• **Source text**
= = =

Recent discoveries show us that practically everything we think we know about the science of taste is wrong, wrong, wrong.
. . . by Bruce Feiler, from Gourmet, July 2008
Having just told you how I learned about the different taste receptors in the mouth (and tongue) at my first wine tasting class back in the late 1970’s, and how they affect my perception of wine taste, I ran across this article in a 2008 Gourmet article, which completely counters most of what I learned. (I’m still trying to go through a stack of magazines collecting dust in my family room.) All of this post comes from Bruce Feiler’s article.
So why this change? The human genome. But, of course. Scientists are only now discovering new information about us humans. Off the head of a pin. Hard to comprehend. And what they’ve found is that flavor chemistry is all over. It’s about how those chemicals interact with our bodies – like the fact that one person likes the taste of cilantro, for instance, and other people think it tastes like soap.
Up until recently all the food scientists worked on two basic truths: (1) there are four basic tastes – bitter, sweet, sour and salt (and they added umami later); and (2) different tastes are detected on different parts of the tongue – the “taste map,” they called it. I wrote up a previous post about those tastes. What they’ve determined is that we taste everything, everywhere in our mouths. And scientists are debunking #1 above too.
Mr. Feiler talked with biochemists, geneticists, sensory specialists and food psychologists. Consumers (like us) use the words flavor and taste interchangeably. Scientists do not. What’s important is that the tongue and mouth, assisted by the nose, are considered the body’s primary defense against poison. Ah. The human body tastes faster than it can touching, seeing or hearing – yes, we detect taste in as little as 1.5 thousands of a second, compared with 2.4 thousandths for touch, and 1.3 hundredths of a second for hearing and vision.
To be tasted a chemical must be dissolved in saliva and come in contact with tiny receptors that are grouped together in buds (taste buds, right?). They’re not just on the tongue but all over the inside of our mouths. They convert the chemical into a nerve impulse, which gets transmitted to the brain. Apparently the number of taste receptors we have has yet to be determined. Terry Acree of Cornell says it will likely be around 40 – a fixed number. Olfaction receptors, on the other hand, is much higher, around 300.
Now here’s some chemistry stuff – or the biological part – molecular biology has allowed scientists to identify which proteins, in which receptors, send which signals to the brain. Only one receptor can identify sweet . . . but more than 20 receptors detect tastes that are bitter. Because scientists are identifying the chain of messages (receptors to the brain) they can begin to manipulate the “conversation.”
When I first read this I thought, uh-oh. We’re going to start doing unnatural things to food (well, yes, they are). It’s not exactly like genetically modifying corn (see my essay about Monsanto if you’re interested), but it’s not too far off. What Feiler did was participate in a taste test of tomato juice. He drank 4 types: (1) V-8 juice with 480 milligrams of sodium; (2) low-sodium V-8 (doubling the amount of potassium chloride, thereby cutting the amount of sodium by about two-thirds); (3) and (4) were tomato juices containing low-sodium V-8 mixed with different amounts of Betra (something that is designed to block the unpleasant aftertaste of potassium chloride). Betra is a new substance made by Redpoint Bio, a very small company in New Jersey (located in an area called the Flavor Corridor). Betra therefore, blocks that taste of potassium chloride, which is fairy awful IMHO. So I like the thought of blocking that taste, but I wonder about what that will do to our bodies over time.

= = =

• **Supplied records**
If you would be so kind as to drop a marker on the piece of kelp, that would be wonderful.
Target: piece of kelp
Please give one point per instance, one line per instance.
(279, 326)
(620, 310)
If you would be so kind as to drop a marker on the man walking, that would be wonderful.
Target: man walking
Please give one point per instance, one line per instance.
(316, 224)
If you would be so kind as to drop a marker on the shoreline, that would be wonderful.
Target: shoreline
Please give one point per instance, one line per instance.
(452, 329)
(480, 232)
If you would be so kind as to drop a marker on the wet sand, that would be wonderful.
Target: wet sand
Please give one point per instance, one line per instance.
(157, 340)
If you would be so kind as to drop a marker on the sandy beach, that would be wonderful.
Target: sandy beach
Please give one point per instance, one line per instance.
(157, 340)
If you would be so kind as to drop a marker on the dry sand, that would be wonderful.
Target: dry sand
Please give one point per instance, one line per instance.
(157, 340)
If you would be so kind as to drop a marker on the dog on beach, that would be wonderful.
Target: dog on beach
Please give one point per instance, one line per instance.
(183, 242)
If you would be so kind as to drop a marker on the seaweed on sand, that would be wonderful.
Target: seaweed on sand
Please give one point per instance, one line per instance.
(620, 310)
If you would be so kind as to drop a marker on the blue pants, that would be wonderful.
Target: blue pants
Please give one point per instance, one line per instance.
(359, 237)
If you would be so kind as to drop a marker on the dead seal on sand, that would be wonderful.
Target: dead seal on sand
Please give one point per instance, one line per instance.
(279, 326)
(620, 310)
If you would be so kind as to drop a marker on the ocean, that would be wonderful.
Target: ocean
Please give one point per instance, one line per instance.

= = =

• **What the task requires**
Rewrite the part of the taste science text starting at "Up until recently" and ending at "#1 above too.", replacing "food scientists" with "food researchers". The items after the taste science text can be disregarded.

• **Your solution**
Up until recently all the food researchers worked on two basic truths: (1) there are four basic tastes – bitter, sweet, sour and salt (and they added umami later); and (2) different tastes are detected on different parts of the tongue – the “taste map,” they called it. I wrote up a previous post about those tastes. What they’ve determined is that we taste everything, everywhere in our mouths. And scientists are debunking #1 above too.